= Task description =
Lay out every line of the records below as a Markdown table with two columns, Number and Entry, giving each line its row number and leaving out blank lines.

────────────────────

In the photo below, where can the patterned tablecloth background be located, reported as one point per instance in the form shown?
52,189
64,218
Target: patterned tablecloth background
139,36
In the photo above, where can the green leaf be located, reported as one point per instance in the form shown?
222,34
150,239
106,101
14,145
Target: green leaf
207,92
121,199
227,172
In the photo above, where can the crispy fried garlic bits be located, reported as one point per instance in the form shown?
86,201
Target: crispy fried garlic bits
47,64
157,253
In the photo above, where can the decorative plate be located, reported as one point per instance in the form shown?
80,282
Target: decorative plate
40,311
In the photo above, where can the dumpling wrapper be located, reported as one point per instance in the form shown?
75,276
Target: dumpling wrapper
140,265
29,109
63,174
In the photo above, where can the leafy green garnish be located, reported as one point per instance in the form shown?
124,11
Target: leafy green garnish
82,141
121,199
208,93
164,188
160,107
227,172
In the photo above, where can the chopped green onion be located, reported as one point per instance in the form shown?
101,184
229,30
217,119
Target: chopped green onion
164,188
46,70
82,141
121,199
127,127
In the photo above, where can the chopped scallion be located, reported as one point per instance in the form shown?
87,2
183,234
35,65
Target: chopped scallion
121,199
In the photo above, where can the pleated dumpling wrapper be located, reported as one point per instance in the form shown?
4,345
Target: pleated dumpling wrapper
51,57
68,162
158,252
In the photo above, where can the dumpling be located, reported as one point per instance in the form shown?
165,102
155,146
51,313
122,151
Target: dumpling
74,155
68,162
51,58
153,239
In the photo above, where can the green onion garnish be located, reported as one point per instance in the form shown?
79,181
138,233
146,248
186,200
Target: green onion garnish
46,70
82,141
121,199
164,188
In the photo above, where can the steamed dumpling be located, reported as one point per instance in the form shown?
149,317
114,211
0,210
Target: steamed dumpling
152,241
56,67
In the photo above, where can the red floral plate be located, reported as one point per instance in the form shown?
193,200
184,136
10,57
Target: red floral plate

────────────────────

= Response =
| Number | Entry |
|---|---|
| 1 | In the photo below, where can the patterned tablecloth background be located, reported as one point per instance in the form shown? |
| 2 | 52,189 |
| 3 | 64,218 |
| 4 | Target: patterned tablecloth background |
| 5 | 139,36 |
| 6 | In the photo above, where can the green leaf be located, reported as one point per instance in the form shown? |
| 7 | 222,34 |
| 8 | 150,239 |
| 9 | 106,101 |
| 10 | 14,145 |
| 11 | Target: green leaf |
| 12 | 207,92 |
| 13 | 121,199 |
| 14 | 227,172 |
| 15 | In the photo above, where can the crispy fried garlic bits be located, reported as one point per instance in the form shown? |
| 16 | 86,201 |
| 17 | Target: crispy fried garlic bits |
| 18 | 47,64 |
| 19 | 157,253 |
| 20 | In the photo above, where can the decorative plate be located, reported as one point per instance in the form shown? |
| 21 | 80,282 |
| 22 | Target: decorative plate |
| 23 | 40,311 |
| 24 | In the photo above, where can the dumpling wrapper be located, reported as one point per instance in the form shown? |
| 25 | 75,276 |
| 26 | Target: dumpling wrapper |
| 27 | 140,265 |
| 28 | 29,109 |
| 29 | 63,174 |
| 30 | In the photo above, where can the leafy green garnish be located, reported as one point per instance in the form shown? |
| 31 | 124,11 |
| 32 | Target: leafy green garnish |
| 33 | 82,141 |
| 34 | 121,199 |
| 35 | 208,93 |
| 36 | 164,188 |
| 37 | 160,107 |
| 38 | 227,172 |
| 39 | In the photo above, where can the chopped green onion be located, reported as one point per instance in the form shown? |
| 40 | 101,184 |
| 41 | 229,30 |
| 42 | 217,119 |
| 43 | Target: chopped green onion |
| 44 | 164,188 |
| 45 | 46,70 |
| 46 | 82,141 |
| 47 | 121,199 |
| 48 | 127,127 |
| 49 | In the photo above, where can the chopped scallion be located, reported as one point per instance in the form shown? |
| 50 | 87,2 |
| 51 | 183,234 |
| 52 | 35,65 |
| 53 | Target: chopped scallion |
| 54 | 121,199 |
| 55 | In the photo above, where can the pleated dumpling wrapper be located, reported as one point per instance in the form shown? |
| 56 | 4,345 |
| 57 | Target: pleated dumpling wrapper |
| 58 | 51,57 |
| 59 | 68,162 |
| 60 | 158,252 |
| 61 | In the photo above, where can the dumpling be located, reported as one point per instance in the form shown? |
| 62 | 165,102 |
| 63 | 155,146 |
| 64 | 51,313 |
| 65 | 122,151 |
| 66 | Target: dumpling |
| 67 | 74,155 |
| 68 | 68,162 |
| 69 | 51,58 |
| 70 | 153,239 |
| 71 | In the photo above, where can the green onion garnish be located, reported as one point per instance in the form shown? |
| 72 | 79,181 |
| 73 | 138,233 |
| 74 | 146,248 |
| 75 | 186,200 |
| 76 | Target: green onion garnish |
| 77 | 46,70 |
| 78 | 82,141 |
| 79 | 121,199 |
| 80 | 164,188 |
| 81 | In the photo above, where can the steamed dumpling be located, reported as one point per instance in the form shown? |
| 82 | 149,317 |
| 83 | 114,211 |
| 84 | 0,210 |
| 85 | Target: steamed dumpling |
| 86 | 152,241 |
| 87 | 56,67 |
| 88 | In the photo above, where can the red floral plate be located, reported as one point per instance in the form shown? |
| 89 | 193,200 |
| 90 | 184,136 |
| 91 | 10,57 |
| 92 | Target: red floral plate |